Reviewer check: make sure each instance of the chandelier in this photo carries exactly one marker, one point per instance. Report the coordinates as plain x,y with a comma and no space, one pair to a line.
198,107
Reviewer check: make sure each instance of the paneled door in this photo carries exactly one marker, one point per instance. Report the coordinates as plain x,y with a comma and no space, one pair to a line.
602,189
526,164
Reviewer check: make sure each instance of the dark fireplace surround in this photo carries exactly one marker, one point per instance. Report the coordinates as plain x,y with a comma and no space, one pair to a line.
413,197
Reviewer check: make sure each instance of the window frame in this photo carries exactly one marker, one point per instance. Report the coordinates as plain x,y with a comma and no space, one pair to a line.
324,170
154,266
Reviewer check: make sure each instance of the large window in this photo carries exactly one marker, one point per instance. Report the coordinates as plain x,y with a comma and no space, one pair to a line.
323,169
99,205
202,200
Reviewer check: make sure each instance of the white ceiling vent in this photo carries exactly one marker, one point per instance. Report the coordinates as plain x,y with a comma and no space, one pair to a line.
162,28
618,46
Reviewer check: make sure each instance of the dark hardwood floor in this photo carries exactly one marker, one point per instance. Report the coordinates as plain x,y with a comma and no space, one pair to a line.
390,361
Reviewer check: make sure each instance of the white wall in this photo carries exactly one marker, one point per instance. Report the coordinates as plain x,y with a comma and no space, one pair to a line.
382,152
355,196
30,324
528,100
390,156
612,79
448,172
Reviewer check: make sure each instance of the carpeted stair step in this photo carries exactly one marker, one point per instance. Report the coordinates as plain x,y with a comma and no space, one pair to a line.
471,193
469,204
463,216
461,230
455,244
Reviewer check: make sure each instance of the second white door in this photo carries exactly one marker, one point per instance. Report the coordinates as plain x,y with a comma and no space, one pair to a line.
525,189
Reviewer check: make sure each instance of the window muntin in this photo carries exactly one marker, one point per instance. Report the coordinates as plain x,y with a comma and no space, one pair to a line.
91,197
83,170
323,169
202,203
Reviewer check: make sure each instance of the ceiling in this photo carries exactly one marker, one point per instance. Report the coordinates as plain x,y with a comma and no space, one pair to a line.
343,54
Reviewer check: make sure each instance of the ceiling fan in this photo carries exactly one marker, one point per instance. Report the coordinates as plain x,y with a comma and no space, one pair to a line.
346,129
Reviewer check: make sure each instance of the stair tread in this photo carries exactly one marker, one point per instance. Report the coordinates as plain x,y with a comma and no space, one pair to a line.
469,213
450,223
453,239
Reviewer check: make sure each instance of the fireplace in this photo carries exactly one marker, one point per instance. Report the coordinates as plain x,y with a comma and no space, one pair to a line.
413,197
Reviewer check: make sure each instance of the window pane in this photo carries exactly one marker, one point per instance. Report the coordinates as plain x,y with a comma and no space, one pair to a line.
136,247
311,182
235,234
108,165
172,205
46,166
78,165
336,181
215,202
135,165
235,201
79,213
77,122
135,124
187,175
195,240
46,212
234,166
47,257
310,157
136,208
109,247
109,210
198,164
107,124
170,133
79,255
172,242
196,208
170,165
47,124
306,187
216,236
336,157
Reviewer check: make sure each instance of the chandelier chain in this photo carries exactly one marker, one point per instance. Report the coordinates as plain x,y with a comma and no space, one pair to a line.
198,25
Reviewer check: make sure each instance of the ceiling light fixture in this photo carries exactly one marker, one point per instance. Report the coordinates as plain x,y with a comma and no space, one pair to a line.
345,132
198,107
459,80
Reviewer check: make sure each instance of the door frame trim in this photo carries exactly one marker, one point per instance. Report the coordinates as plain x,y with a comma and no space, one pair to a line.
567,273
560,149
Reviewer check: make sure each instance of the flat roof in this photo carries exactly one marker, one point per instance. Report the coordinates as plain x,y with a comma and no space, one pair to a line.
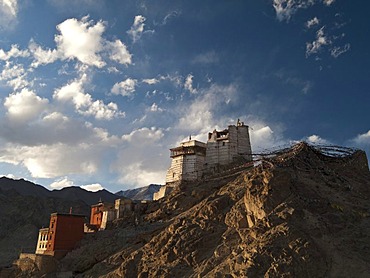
66,214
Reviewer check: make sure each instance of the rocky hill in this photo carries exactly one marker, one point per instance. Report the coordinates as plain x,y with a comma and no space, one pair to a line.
301,212
73,193
142,193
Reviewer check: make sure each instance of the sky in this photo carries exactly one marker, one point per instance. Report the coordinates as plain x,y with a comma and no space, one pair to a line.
93,93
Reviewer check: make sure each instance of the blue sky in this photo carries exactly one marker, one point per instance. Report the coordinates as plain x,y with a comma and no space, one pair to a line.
93,93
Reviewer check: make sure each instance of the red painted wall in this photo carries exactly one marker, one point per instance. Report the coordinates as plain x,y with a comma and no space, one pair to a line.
96,214
65,230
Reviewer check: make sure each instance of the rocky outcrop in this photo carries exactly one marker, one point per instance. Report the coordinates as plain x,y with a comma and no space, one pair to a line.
301,212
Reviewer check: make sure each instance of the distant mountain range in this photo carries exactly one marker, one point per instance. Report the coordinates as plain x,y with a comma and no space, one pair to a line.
25,207
74,193
142,193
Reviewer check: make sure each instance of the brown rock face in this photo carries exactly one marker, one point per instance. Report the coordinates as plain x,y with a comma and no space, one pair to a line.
301,213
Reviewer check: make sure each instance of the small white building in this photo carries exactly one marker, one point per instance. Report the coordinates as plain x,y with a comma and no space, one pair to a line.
187,161
227,146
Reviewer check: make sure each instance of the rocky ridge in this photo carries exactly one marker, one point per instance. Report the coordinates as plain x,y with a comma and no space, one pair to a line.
301,212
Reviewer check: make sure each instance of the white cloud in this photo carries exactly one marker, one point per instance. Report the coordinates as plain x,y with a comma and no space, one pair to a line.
139,175
328,2
199,116
8,13
316,46
61,183
81,40
155,108
83,102
315,139
312,22
93,187
125,88
137,28
206,58
42,56
141,162
337,50
188,85
362,139
286,8
14,75
13,52
118,52
143,136
24,106
150,81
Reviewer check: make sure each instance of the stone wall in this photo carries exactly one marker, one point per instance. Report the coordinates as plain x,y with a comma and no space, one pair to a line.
174,173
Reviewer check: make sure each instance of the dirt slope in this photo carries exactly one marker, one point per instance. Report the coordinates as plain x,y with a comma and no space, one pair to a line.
300,213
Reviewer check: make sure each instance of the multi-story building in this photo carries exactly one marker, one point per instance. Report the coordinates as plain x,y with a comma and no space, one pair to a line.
192,159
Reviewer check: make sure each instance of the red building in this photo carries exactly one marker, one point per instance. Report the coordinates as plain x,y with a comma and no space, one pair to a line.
65,230
96,217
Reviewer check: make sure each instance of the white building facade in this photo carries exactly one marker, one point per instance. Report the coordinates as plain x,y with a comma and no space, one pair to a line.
192,158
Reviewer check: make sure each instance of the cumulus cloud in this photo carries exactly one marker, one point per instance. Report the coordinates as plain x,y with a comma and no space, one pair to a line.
188,85
81,40
155,108
328,2
8,13
93,187
13,52
150,81
143,136
54,158
316,46
42,56
15,75
362,139
141,162
286,8
199,115
206,58
84,104
24,106
118,52
137,28
315,139
61,183
337,50
312,22
125,88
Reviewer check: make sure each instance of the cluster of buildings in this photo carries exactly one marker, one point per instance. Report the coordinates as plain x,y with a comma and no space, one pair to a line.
66,229
193,159
190,161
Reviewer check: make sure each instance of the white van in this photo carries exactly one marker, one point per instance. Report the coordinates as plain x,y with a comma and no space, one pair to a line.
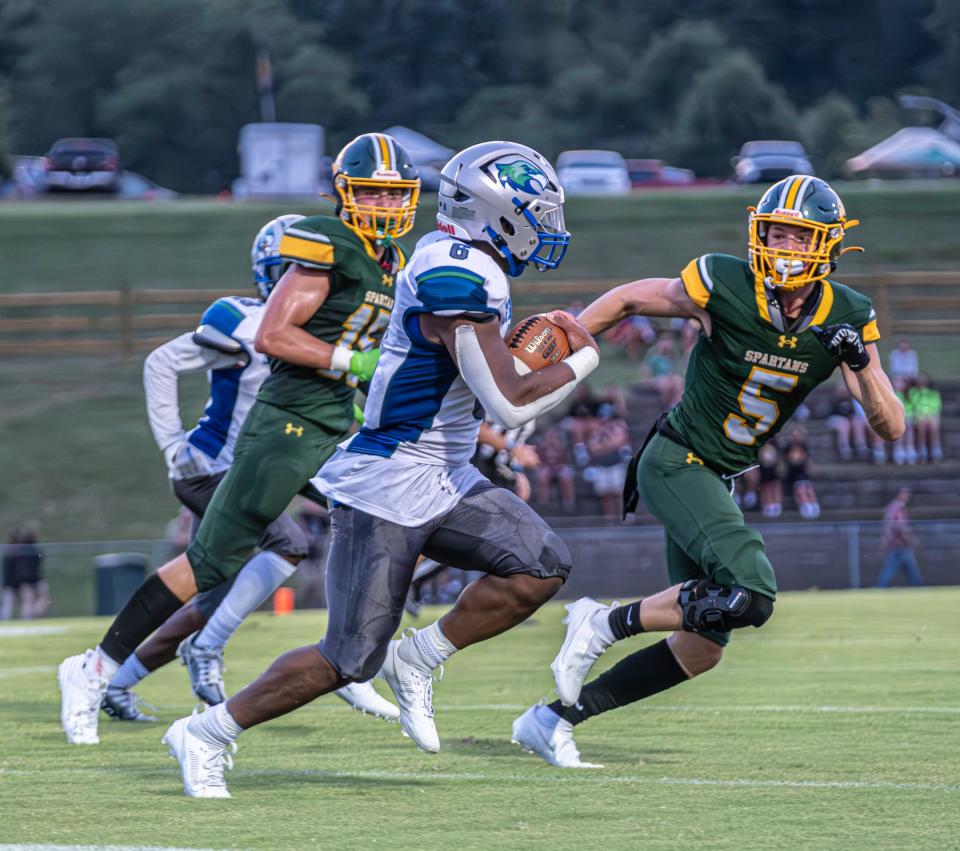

----------------------------------------

What the task requires>
State how many lines of the items above contain the word "fireplace", and reply with that number alone.

Right answer>
2